• [Exercise tasks]:
- A) According to the commentary on Canada's energy infrastructure, how much does the discount on oil and gas sold to U.S. customers cost Canada each day?
- B) Carry the commentary on Canada's energy infrastructure forward from its final sentence.
(Passage begins)
But for that alliance to work, Canada must be a credible partner, not merely a junior supplier shackled by Ottawa-induced internal bottlenecks. While the U.S. has leveraged its shale revolution, LNG capacity and permitting reforms to pursue energy dominance, Canada dithers. Projects languish. Investment flees. And meanwhile, Canadian oil continues to flow south at a steep discount, only to be refined and resold, often back to us or our trading partners, at full global prices.
Yes, you read that right. Canada’s oil and gas is sold at a discount to U.S. customers, and that discount costs Canada more than $70 million every single day. The Frontier Centre for Public Policy has developed a real-time tracker to monitor these losses. This pricing gap exists because Canada lacks sufficient pipeline infrastructure to access overseas buyers directly, forcing producers to sell to the U.S., often at below-market rates.
Such massive losses should be unacceptable to any government serious about economic growth, geopolitical influence or environmental integrity. Yet Ottawa continues to speak the language of ambition while legislating the mechanics of paralysis. Stephen Guilbault’s statement that Canada already has enough pipelines speaks to more paralysis..
Canada’s energy infrastructure challenges are not just economic; they are matters of national defence. No country can claim to be secure while relying on another’s pipelines to transport its energy across its own territory. No country can afford to leave its wealth-producing regions boxed in by regulatory choke points or political resistance dressed as environmental virtue.
Our energy economy is fragmented. Western hydrocarbons are stuck inland and must pass through the U.S. to reach Eastern Canada or global markets eastward. This weakens national unity and leaves us exposed to foreign leverage. It also creates strategic vulnerabilities for our allies. American industries depend on Canadian crude. So do U.S. Gulf Coast refineries. And while American officials continue to treat energy as a tool of diplomacy and economic leverage, using energy exports to build alliances and reduce reliance on unstable regimes, Canada treats it as a domestic liability.
(Passage ends)
(Data extract begins)
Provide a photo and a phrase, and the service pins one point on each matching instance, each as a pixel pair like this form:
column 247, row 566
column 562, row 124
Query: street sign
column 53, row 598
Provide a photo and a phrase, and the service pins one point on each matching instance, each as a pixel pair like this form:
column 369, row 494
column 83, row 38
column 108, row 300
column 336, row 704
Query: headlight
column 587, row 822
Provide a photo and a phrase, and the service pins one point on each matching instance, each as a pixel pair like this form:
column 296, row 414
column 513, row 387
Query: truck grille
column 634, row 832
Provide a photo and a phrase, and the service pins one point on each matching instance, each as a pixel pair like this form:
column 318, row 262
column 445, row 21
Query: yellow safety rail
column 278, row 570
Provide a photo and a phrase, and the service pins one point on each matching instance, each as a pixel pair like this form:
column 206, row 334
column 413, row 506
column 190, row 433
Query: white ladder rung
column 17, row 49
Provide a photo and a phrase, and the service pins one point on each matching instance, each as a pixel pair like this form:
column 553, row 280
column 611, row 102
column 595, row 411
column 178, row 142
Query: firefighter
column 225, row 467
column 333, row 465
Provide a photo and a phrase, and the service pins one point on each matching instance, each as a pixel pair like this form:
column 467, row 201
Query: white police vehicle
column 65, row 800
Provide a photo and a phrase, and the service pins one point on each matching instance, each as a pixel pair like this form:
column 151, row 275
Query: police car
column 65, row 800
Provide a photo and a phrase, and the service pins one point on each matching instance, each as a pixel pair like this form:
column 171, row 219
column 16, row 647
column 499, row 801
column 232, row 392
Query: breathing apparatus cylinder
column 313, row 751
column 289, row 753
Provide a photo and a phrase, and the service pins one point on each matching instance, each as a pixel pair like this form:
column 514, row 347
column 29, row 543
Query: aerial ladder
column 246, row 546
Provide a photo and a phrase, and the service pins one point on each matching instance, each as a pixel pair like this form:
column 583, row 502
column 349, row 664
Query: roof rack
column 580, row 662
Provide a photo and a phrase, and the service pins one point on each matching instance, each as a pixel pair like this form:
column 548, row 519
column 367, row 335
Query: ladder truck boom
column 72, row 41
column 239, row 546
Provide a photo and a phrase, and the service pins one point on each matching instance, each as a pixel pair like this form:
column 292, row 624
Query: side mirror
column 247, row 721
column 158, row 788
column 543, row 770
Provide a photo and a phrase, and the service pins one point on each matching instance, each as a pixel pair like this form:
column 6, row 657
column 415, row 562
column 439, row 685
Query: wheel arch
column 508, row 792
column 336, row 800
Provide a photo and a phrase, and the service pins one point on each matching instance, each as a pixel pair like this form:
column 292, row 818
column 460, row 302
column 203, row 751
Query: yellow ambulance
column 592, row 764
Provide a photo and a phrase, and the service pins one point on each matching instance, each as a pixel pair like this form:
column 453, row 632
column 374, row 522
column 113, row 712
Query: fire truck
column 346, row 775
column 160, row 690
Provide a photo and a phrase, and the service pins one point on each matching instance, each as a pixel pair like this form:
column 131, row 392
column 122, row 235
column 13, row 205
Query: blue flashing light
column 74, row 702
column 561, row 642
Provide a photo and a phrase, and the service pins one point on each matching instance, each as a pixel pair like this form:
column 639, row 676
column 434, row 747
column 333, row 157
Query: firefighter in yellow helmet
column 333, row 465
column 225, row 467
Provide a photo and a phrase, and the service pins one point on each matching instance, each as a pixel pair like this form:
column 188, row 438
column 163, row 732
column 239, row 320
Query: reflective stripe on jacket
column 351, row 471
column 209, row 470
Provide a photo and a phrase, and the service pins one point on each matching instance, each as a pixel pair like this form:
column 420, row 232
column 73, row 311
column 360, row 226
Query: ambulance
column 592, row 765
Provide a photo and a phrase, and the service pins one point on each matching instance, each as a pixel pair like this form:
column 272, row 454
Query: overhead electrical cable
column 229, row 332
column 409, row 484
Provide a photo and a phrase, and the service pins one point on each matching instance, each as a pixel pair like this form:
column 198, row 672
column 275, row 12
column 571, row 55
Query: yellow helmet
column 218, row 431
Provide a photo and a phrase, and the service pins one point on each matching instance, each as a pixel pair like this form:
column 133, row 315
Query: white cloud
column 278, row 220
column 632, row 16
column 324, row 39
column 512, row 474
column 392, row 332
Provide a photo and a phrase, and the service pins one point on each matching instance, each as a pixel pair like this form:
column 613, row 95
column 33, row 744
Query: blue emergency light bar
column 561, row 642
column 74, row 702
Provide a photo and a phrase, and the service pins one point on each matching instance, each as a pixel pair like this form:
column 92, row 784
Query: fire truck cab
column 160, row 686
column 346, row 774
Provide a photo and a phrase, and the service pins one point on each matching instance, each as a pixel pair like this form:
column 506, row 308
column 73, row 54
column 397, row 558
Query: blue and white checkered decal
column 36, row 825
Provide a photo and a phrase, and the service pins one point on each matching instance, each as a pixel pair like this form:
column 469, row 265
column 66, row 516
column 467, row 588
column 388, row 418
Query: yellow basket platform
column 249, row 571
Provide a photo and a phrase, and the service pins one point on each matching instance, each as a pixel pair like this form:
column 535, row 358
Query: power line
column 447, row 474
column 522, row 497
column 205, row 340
(Data extract ends)
• [Results of the exercise]:
- A) More than $70 million every single day.

- B)
We need to shift the frame. Infrastructure isn’t just about steel in the ground; it’s the backbone of strategic autonomy. Pipelines, export terminals and utility corridors would allow Canada to claim its place in the emerging geopolitical order. They would also signal to global investors that Canada is open for business and capable of delivering returns without political obstruction.
The U.S. wants a stable, competent partner to help meet global energy needs. Increasingly, so does the rest of the world. But until we address our internal dysfunction and build, we’re stuck. Stuck watching global opportunities pass us by. Stuck selling low while others sell high. Stuck in a conversation about sovereignty we’re not structurally equipped to address, let alone win.
When Carney meets with Trump again, he would do well to remember that economic independence, not rhetorical unity, is the bedrock of sovereignty. Without infrastructure, Canada brings only words to a hard-power conversation.
Paraphrasing Thomas Hobbes, energy covenants without infrastructure are but words. It’s time to stop posturing and start building.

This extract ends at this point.